◆ DATASET ROWS:
════════

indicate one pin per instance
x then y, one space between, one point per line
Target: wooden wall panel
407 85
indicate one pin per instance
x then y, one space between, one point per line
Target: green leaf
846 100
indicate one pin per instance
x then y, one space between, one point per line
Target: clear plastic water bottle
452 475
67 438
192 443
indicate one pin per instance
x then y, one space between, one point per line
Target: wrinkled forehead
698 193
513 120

════════

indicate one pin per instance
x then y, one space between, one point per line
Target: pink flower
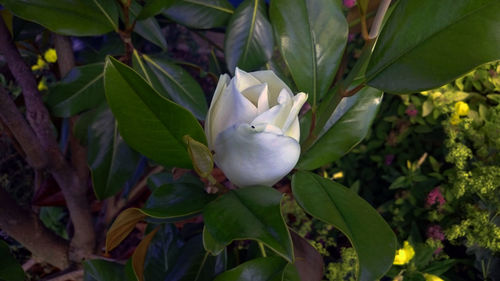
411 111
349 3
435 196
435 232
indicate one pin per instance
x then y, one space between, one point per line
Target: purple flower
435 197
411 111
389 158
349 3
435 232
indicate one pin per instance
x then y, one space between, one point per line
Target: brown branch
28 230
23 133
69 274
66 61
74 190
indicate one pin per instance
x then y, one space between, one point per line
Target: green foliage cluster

════════

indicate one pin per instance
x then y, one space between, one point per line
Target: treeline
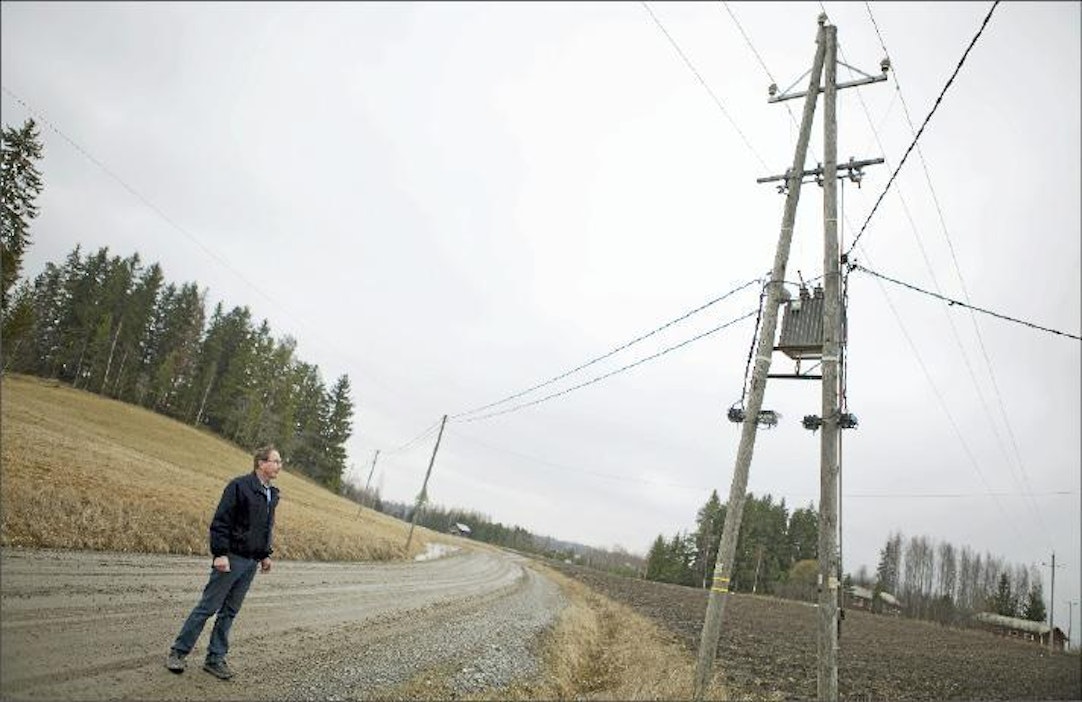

════════

◆ WHAT TO PRODUCE:
Pull out every line of the records above that contains the word "green", with case counting.

◆ RESPONSE TO THIS TASK:
Target: green leaf
Target: green foliage cluster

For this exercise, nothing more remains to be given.